#### TEXT SEGMENT ####

# Joint Idea



## SketchUp Guru (23 Sep 2006)

Someone on another WW forum was asking about using sliding dovetails to join the boards for a table top. Others expressed concerns about the friction in a long joint like that especially when glue is added.

I don't know that I invented a new joint but I came up with a joint that would give the appearance of sliding dovetails at the ends. I thought I'd share it here in case anyone would find it useful.

I've designed a couple of simple jigs that would make cutting both parts a walk in the park. The jigs would automatically center the joinery on the boards. There would be a tiny amount of handwork involved.







Here's an animation showing the joint going together.
http://smg.photobucket.com/albums/v506/ ... gtails.flv 

If someone was interested I would post the jigs.


----------



## Anonymous (23 Sep 2006)

Interesting idea. I like it.

I would definitely agree with the other forum, sliding DTS would be a nightmare (impossible) to fit together on a tabletop.


----------



## Newbie_Neil (23 Sep 2006)

Hi dave

What a brilliant idea.

Cheers
Neil


----------



## DomValente (24 Sep 2006)

Looks good , very neat idea.


----------



## Johnboy (25 Sep 2006)

Very clever Dave. Would be a good way to fit shelves.

John


----------



## SketchUp Guru (25 Sep 2006)

Thank you all for the compliments. I'm starting to wonder if I should design something to apply that joint to. 

One of these days I'm going to get a chance to go buy some wood and then, look out.


----------



## Paul Chapman (26 Sep 2006)

Brilliant, Dave =D> Now, why didn't I think of that :?  

Paul


----------



## AndyBoyd (26 Sep 2006)

You could even for very long joints add more dovetails and corresponding access sections. Very neat.

You should really name this joint after yourself and then copyright it - just publish it somewhere on the net with a c in circle and dated , then if some big cheese copies it you can settle out of court for a few thousand (always aim your claim at below the average 15,000 UKP lawyers cost and they will bite your hand off . I have experience of this (on the paying end unfortunately) :roll:


----------



## SketchUp Guru (26 Sep 2006)

Thanks Paul, you can use it for the price of 14,999 UKP. 

Andy, I wondered if this sort of thing could be copyrighted. I could call it Dave's Dovetail but I'd be embarrassed having a joint named after me. I suppose if it made me rich I'd get over being embarrassed.


----------



## AndyBoyd (26 Sep 2006)

####

TO BE DONE:
(1) In the dovetail joint thread, what name does SketchUp Guru say he could give the joint?
(2) Go on with the dovetail joint thread from the point where it stops.
The items that come next have nothing to do with the dovetail joint thread.

#### DATA SUPPLIED ####

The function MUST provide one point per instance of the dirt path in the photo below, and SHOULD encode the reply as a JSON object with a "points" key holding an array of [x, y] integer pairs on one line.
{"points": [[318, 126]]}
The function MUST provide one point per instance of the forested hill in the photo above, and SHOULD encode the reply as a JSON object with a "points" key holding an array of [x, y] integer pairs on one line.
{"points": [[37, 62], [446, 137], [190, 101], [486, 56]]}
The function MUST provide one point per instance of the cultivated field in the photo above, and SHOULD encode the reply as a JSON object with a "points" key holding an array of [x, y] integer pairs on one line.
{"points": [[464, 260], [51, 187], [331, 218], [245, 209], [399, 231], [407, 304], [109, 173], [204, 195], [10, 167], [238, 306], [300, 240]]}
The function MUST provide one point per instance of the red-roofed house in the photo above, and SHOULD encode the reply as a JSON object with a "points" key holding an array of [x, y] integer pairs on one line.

####

ANSWERS IN ORDER:
(1) Dave's Dovetail

(2)
Just copyright the name, and then link it to the actual invention, then be modest but demanding if someone copies it.

You could patent the actual joint but it may not work (not being novel nor unique) and it will cost a lot to do so. 

Still a nice joint though


----------



## Jake (26 Sep 2006)

AndyBoyd":1zlzl81r said:


> You could patent the actual joint but it may not work (not being novel nor unique) and it will cost a lot to do so.



Too late, it has been made public already.

Design rights might help. Copyright is useless, it is just in the drawing of the joint, not the idea of the joint.


----------



## SketchUp Guru (26 Sep 2006)

> Too late, it has been made public already.



You know, I had problems like that when I invented the wheel. I made the mistake of showing someone else before I got it patented. You'd think I'd learn.


----------



## Scrit (26 Sep 2006)

Dave R":1o4jz14e said:


> You know, I had problems like that when I invented the wheel. I made the mistake of showing someone else before I got it patented. You'd think I'd learn.


You invented the wheel as well? :shock: I though I'd corner the market with my square one! (or did BL beat me to it?) :lol: 

Scrit


----------



## SketchUp Guru (26 Sep 2006)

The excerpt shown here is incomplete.